INPUT DATA
----------------------------------------
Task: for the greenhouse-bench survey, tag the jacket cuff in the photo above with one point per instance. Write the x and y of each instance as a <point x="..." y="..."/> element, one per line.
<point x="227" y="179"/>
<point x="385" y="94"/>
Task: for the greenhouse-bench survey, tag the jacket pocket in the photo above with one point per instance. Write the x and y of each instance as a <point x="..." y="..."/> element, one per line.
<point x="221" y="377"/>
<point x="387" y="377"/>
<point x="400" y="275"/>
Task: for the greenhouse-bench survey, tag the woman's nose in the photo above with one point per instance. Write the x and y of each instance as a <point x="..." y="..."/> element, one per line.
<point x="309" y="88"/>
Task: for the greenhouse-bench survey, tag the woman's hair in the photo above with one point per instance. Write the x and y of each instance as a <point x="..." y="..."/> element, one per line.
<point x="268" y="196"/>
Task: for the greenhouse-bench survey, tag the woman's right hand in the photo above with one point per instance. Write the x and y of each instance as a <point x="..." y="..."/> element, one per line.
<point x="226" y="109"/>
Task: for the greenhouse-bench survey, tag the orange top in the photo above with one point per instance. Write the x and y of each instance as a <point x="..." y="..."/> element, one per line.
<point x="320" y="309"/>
----------------------------------------
Each record must be repeated exactly as it is.

Task: for the greenhouse-bench survey, tag the jacket cuff in the photo above with one point per instance. Write the x and y of each instance as a <point x="..." y="..."/> element, one per line.
<point x="227" y="179"/>
<point x="385" y="94"/>
Task: for the greenhouse-bench survey, tag the jacket pocket in the photo above with one point per instance. Write the x and y of each instance as a <point x="..." y="..."/> element, one per line.
<point x="221" y="377"/>
<point x="387" y="377"/>
<point x="400" y="275"/>
Task: for the greenhouse-bench survey, tag the woman's nose in the photo above with one point per instance. Write the x and y of each instance as a <point x="..." y="..."/> element, one per line.
<point x="309" y="88"/>
Task: for the greenhouse-bench survey, tag the woman's hair in the photo above with one point per instance. Write the x and y of each instance as a <point x="..." y="..."/> element, one per line.
<point x="268" y="196"/>
Task: for the greenhouse-bench survey, tag the woman's right hand in the photo above with one point per instance. Write the x and y of each instance as a <point x="..." y="..."/> element, one per line.
<point x="226" y="109"/>
Task: for the greenhouse-bench survey, tag the orange top in the photo above with one point per instance. Write the x and y of each instance as a <point x="..." y="..."/> element, one per line.
<point x="320" y="309"/>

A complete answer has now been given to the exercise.